### TEXTO DE REFERENCIA
La reunión de trabajo entre la abogada Leonarda Villalobos (la mujer asaltada), el empresario Daniel Sauer (el cliente) y el poderoso penalista Luis Hermosilla (el abogado que menciona la “caja negra”) dura cerca de dos horas, y mantiene siempre el tono amable de una cita profesional entre viejos conocidos. Un ritual al que están habituados. En un momento repasan las facturas involucradas en lo que aparentemente podría ser un fraude. Leonarda Villalobos las enumera. Después de cada nombre de fantasía de una sociedad que ella nombra, Daniel Sauer indica la persona natural involucrada en esa sociedad. Muestra preocupación por una persona en particular. Durante la charla, la sola idea de cumplir con la ley parece estar completamente descartada. La conversación se reconcentra en la manera de eludirla, usando dinero para corromper funcionarios: tentarlos, domesticarlos, para luego exigirles lo máximo que se pueda para frenar la investigación abierta. La institución es un estorbo relativamente fácil de rodear y el dinero resulta ser un cortafuego inexpugnable. Siempre habrá algo a qué echar mano para conseguirlo: las redes familiares, las de amistad, las políticas o los antiguos favores que valdría la pena ir recordando.
Cada uno de los tres personajes en escena representa un estamento propio con alguna habilidad pulida con astucia: la abogada Leonarda Villalobos es diestra en obtener y procesar los datos que recolecta de los despachos de funcionarios públicos; el empresario Daniel Sauer, hábil prestidigitador del dinero de la red de inversionistas a los que estaba destinado a tratar desde la cuna, y Luis Hermosilla ocupa una cima en donde se funden el éxito profesional, las destrezas políticas y la gestión de redes de contactos empresariales, familiares y de amistad. Un trío unido por una capacidad sobrecogedora para modelar sus escrúpulos a la medida de los requerimientos del caso. La trenza es densa, firme, está sostenida por horquillas bien ancladas en cócteles y sobremesas, se extiende desde distritos financieros hasta despachos de partidos políticos; une mesas de dinero con mesas de edición; desde dirigentes de oposición hasta líderes del Frente Amplio. Cabe recordar que la misma persona que le sugiere a Daniel Sauer juntar dinero para sobornos, representaba hasta esta semana al jefe del Segundo Piso de La Moneda en el llamado caso fundaciones.

### DATOS MOSTRADOS

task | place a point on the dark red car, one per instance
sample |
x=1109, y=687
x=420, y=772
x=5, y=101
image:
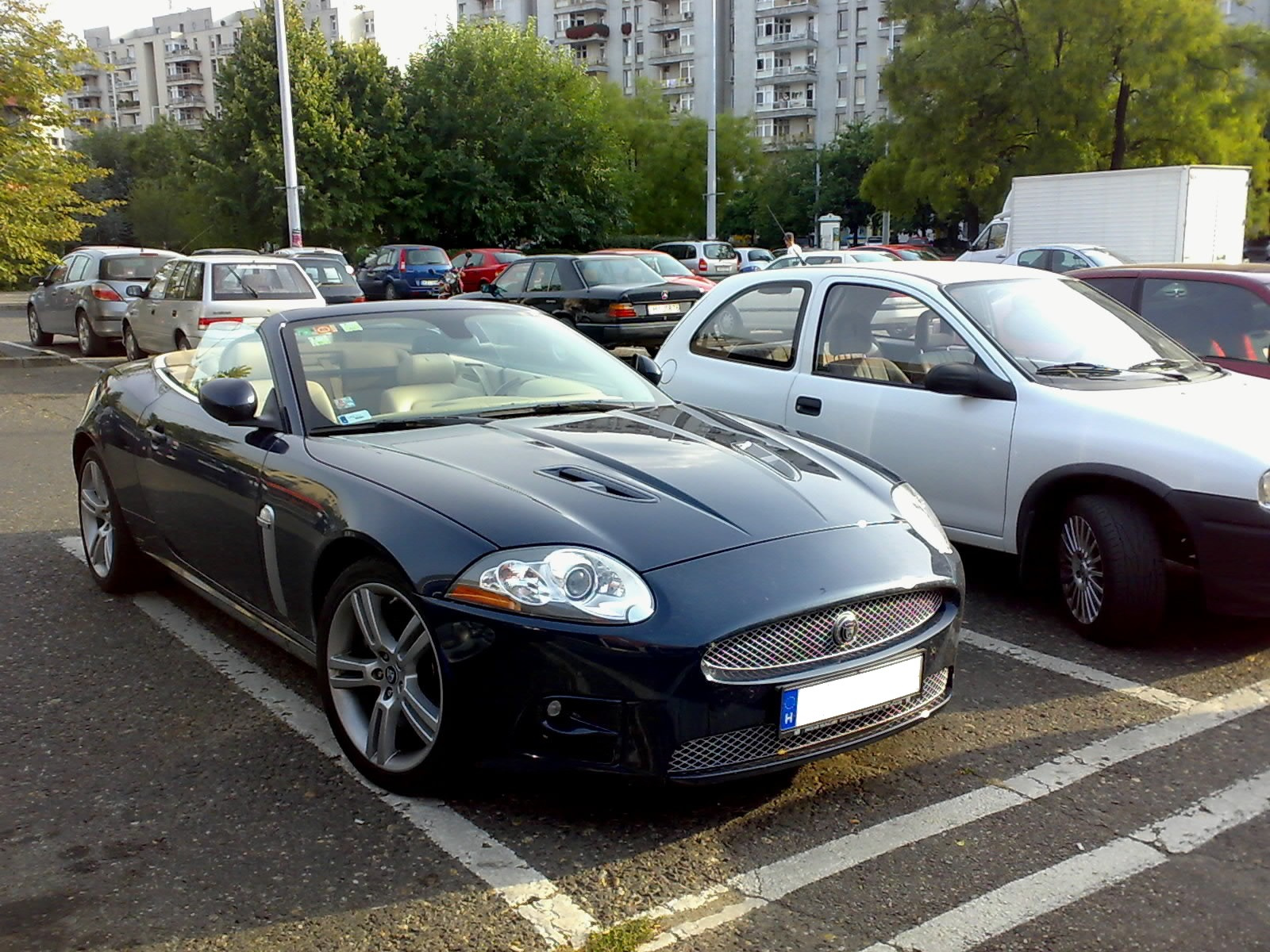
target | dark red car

* * *

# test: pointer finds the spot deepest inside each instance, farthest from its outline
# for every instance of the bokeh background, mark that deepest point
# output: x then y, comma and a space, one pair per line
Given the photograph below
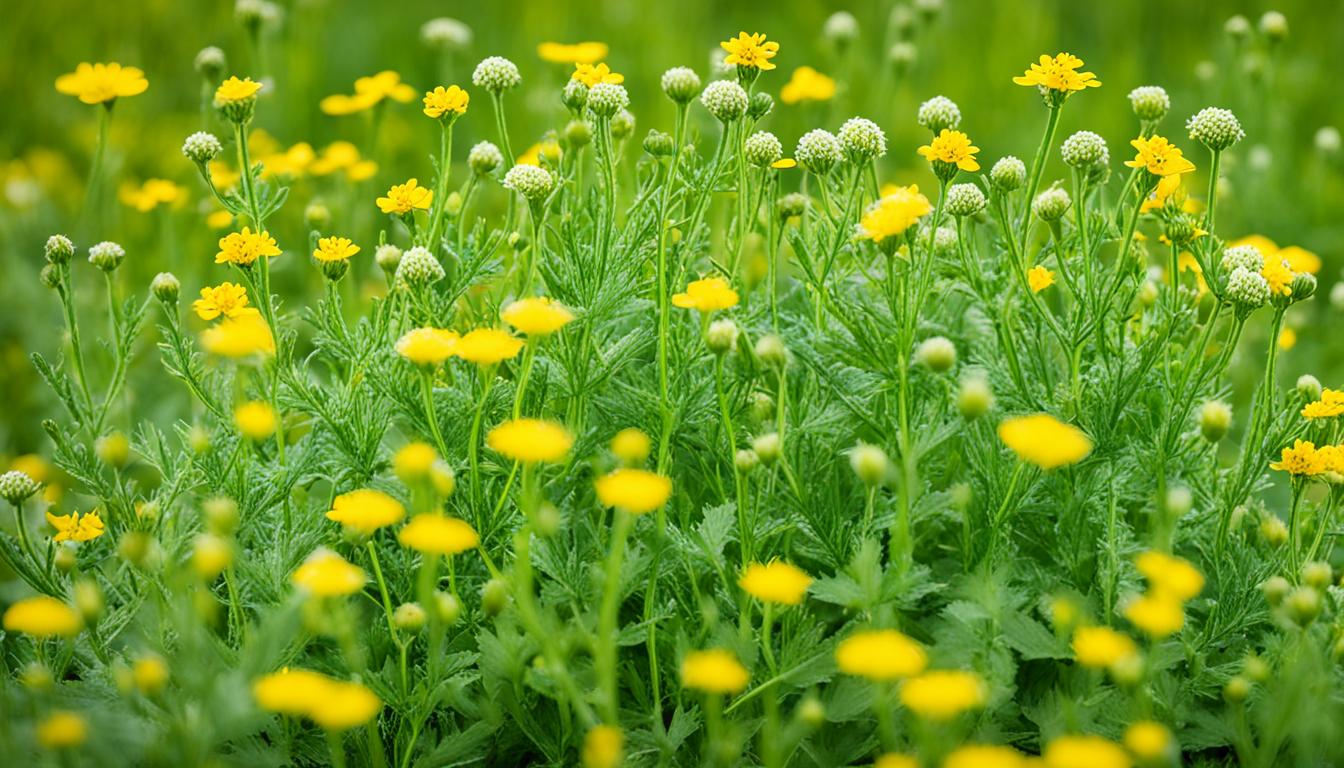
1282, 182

---

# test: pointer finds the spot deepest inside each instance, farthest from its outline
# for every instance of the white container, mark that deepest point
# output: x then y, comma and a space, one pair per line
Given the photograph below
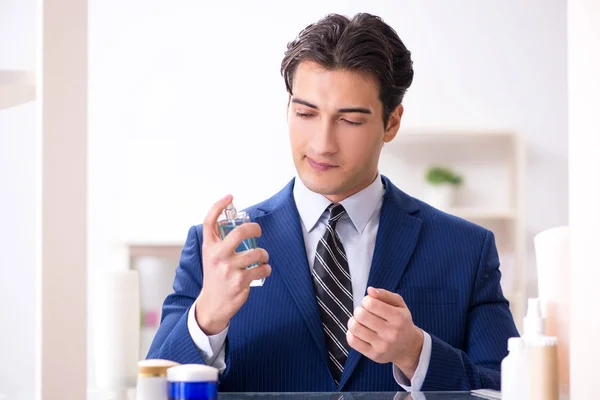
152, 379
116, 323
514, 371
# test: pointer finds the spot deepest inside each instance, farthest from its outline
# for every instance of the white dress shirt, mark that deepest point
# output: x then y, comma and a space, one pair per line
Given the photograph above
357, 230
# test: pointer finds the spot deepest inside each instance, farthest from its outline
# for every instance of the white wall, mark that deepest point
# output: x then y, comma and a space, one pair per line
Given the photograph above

### ACTIVIDADES
1. ¿Cuánto dura, según el texto sobre la reunión de Villalobos, Sauer y Hermosilla, el encuentro de trabajo entre los tres?
2. Continúe el texto sobre la reunión de Villalobos, Sauer y Hermosilla a partir de su última oración.

### RESPUESTAS
1. Cerca de dos horas.

2.
Si Ciper no hubiera hecho público el audio que registró la reunión entre Villalobos, Sauer y Hermosilla, y que ya era conocido en círculos restringidos, la opinión pública no se habría enterado jamás del tono que tienen ciertas rutinas de trabajo. Peor que eso, la trenza de favores concedidos habría sumado otra hebra, la del Segundo Piso de La Moneda y sus secretos. Es decir, se habrían añadido más deudas de gratitud que saldar cuando fuera el momento. Parafraseando a Leonarda Villalobos, quien en el audio se lamenta por la delincuencia, tal vez la tragedia de Chile no es que haya cambiado, sino todo lo contrario: que nunca nada cambie, y que una vez más la justicia, frente a un escándalo de proporciones, diagnostique un déficit de ética en lugar de un superávit no reconocido de corrupción endémica. Total, para qué hacerse mala sangre si aquí todos somos familia.